---------- Source passage ----------

This study indicated low levels of S100A12 present in stool samples collected from healthy infants and children. A transient increase of faecal S100A12 was seen in a small number of infants.

S100A12 is becoming established as a sensitive and specific indictor of gut inflammation. An initial pediatric study showed high levels in children with IBD compared to healthy asymptomatic controls [8], and a subsequent study demonstrated that this marker was able to discriminate between children with IBD and those with gut symptoms not due to IBD [9]. Several adult studies also demonstrate that this marker is useful in the assessment of gut inflammation [10, 13].

S100A12 has been compared to calprotectin, a more established fecal inflammatory marker. Calprotectin, a heterodimer of two other proteins from the S100 family (A8 and A9), was initially demonstrated to be a valid marker of gut inflammation more than three decades ago [14]. Subsequently, studies in various settings, including children and adults [15, 16], have led to widespread use of this test. Studies evaluating calprotectin in young children have shown that the normal range in infants and young children differs from that in older children [17]. Namely, these younger children have more variable calprotectin levels, with a higher normal range. It is not clear if this is due to differences in intestinal permeability or consequent to more frequent intercurrent infections in this age group. However, this feature of calprotectin gives rise to more difficulty in interpretation of the results in this age group, with more false positive test results.

---------- Recorded data ----------

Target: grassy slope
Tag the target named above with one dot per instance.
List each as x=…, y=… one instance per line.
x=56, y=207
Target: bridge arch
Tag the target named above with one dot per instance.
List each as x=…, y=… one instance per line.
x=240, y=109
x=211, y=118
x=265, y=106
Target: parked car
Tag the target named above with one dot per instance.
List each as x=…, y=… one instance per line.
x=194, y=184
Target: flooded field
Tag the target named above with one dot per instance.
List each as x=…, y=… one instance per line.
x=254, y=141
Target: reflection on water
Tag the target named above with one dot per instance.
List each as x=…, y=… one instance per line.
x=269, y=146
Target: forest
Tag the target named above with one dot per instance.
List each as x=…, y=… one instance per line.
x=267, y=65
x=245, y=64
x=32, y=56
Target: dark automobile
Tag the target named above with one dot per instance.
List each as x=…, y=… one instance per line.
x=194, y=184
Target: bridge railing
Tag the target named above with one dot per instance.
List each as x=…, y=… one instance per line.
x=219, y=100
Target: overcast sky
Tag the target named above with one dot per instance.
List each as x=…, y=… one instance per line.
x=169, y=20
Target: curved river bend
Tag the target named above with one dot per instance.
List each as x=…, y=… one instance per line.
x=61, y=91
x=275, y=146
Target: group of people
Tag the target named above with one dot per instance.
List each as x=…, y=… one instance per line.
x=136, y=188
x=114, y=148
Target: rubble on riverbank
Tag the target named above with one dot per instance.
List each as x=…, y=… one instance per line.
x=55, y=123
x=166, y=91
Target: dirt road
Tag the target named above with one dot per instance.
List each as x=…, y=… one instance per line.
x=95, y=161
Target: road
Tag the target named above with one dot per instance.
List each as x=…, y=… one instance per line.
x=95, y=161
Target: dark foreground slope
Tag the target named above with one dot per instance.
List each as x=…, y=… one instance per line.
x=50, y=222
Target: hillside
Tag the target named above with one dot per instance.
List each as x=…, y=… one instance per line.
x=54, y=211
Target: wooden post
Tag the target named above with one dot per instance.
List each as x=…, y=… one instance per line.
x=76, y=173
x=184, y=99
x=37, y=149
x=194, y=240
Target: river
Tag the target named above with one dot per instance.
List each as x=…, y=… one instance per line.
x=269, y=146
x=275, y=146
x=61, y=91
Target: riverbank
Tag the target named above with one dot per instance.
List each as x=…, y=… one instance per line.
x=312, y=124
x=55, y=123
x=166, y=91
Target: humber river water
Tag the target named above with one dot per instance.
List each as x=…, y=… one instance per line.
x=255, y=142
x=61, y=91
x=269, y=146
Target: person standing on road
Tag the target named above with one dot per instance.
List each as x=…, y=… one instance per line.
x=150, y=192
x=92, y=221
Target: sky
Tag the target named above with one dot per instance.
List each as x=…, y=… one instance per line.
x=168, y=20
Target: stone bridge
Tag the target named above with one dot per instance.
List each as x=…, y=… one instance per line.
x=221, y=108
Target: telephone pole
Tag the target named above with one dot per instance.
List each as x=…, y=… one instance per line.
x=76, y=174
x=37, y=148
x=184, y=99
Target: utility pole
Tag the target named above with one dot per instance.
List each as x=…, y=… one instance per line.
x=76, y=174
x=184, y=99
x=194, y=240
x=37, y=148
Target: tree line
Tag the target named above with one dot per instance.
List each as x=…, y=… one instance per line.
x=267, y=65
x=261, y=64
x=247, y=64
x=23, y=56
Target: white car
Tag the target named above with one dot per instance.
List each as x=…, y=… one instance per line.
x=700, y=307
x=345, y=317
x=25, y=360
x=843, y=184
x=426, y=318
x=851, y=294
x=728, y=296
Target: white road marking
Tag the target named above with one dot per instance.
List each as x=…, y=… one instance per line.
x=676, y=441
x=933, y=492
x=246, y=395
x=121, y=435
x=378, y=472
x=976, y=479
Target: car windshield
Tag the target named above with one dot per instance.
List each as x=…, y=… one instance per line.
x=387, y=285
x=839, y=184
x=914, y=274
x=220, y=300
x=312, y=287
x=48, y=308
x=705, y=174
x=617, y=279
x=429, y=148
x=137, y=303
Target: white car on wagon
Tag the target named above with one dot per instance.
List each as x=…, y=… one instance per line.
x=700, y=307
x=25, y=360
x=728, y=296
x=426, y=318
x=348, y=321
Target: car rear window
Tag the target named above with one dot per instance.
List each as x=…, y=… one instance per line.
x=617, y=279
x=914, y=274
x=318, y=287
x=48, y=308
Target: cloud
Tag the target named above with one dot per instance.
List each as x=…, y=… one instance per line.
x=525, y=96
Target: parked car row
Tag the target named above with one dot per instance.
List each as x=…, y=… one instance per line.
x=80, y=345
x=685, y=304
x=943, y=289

----------

Please write the next part of the passage on fecal S100A12 as a gut inflammation marker, picking up after its last sentence. You can set the lines aside; they aren't needed.

One study reports that fecal calprotectin (FC) is higher in children between 2 and 9 years than in children older than 10 years [18]. Another study showed that levels can be high in healthy infants and that wide interindividual variation of FC is normal in infants [19]. In that study, the levels of FC were lower in infants whose mothers had received antibiotics before or at delivery, suggesting a link between FC excretion and the development of gut bacteria. They also suggest that a great inter individual variation in healthy infants. Another possibility is that FC levels vary accordingly to dietary variations. One study shows that exclusively breastfed infants have higher levels of FC [20].

An important finding in the current study was that the interindividual variations of S100A12 were less pronounced than those previously observed for levels of FC in healthy infants, where levels of FC could be much higher than the expected cut-off. The consistently low levels in normal children may give S100A12 better potential to be a reliable biomarker of gut inflammation than FC in young children.

In the current report, the only recordings above the cut-off of 10 mg/kg were in infants. It is feasible that these changes could be consequent to a subclinical gastrointestinal condition. In the infants with a single sample, a subsequent sample may have been helpful. The elevations in the infants with serial samples were isolated and not persistent, suggesting a transient cause. Further, the parents of these infants reported that the infants remained well, and there were no cases of subsequent symptoms or disease.

Overall, these data provide novel information of the performance of this biomarker in healthy children. Limitations of this study were the small number of patients across the age bands and the lack of serial samples in the toddlers and older children. In addition, further assessment (such as an endoscopic assessment or stool culture) was not available at the time of sample collection. This would have provided confirmation of the absence of inflammation in the majority of the cohort, whilst clarifying any underlying cause in the children with transient elevations in S100A12.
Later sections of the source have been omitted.